Exercise description
Please return each line in the entries below that contains the word "leaf".

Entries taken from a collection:

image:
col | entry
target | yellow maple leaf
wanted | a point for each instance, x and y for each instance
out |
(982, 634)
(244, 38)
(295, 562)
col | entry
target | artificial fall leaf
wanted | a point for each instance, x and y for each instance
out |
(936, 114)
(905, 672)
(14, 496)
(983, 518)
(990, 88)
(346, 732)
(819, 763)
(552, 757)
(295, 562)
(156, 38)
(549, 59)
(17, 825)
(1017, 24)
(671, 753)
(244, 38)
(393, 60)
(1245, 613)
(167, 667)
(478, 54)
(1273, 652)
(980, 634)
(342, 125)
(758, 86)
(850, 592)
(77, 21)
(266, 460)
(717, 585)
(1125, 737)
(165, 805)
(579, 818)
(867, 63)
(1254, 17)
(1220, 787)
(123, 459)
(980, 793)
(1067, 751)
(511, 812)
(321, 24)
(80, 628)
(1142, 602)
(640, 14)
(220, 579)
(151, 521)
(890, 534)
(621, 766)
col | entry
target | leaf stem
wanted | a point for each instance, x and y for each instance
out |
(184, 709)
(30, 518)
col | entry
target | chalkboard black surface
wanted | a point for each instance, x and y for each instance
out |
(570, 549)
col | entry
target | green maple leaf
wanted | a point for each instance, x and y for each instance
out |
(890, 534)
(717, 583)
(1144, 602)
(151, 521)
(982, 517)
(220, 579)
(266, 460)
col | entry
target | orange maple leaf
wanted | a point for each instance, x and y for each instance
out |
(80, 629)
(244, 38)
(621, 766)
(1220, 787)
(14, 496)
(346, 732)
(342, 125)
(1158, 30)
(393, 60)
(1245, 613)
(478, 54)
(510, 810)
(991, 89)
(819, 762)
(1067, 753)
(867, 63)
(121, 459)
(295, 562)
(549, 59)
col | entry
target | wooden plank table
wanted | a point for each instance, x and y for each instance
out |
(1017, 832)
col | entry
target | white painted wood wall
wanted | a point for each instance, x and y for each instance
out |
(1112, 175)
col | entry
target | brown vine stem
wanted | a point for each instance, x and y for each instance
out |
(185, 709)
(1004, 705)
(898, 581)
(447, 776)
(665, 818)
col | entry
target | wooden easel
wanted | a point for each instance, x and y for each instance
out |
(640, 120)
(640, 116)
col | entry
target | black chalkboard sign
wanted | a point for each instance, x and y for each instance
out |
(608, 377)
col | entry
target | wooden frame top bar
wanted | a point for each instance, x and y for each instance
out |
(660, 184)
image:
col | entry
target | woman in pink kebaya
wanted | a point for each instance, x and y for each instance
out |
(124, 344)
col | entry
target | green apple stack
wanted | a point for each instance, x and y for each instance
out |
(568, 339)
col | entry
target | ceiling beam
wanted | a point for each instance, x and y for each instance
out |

Task result
target | yellow maple leaf
target | artificial fall leaf
target | leaf stem
target | green maple leaf
target | orange maple leaf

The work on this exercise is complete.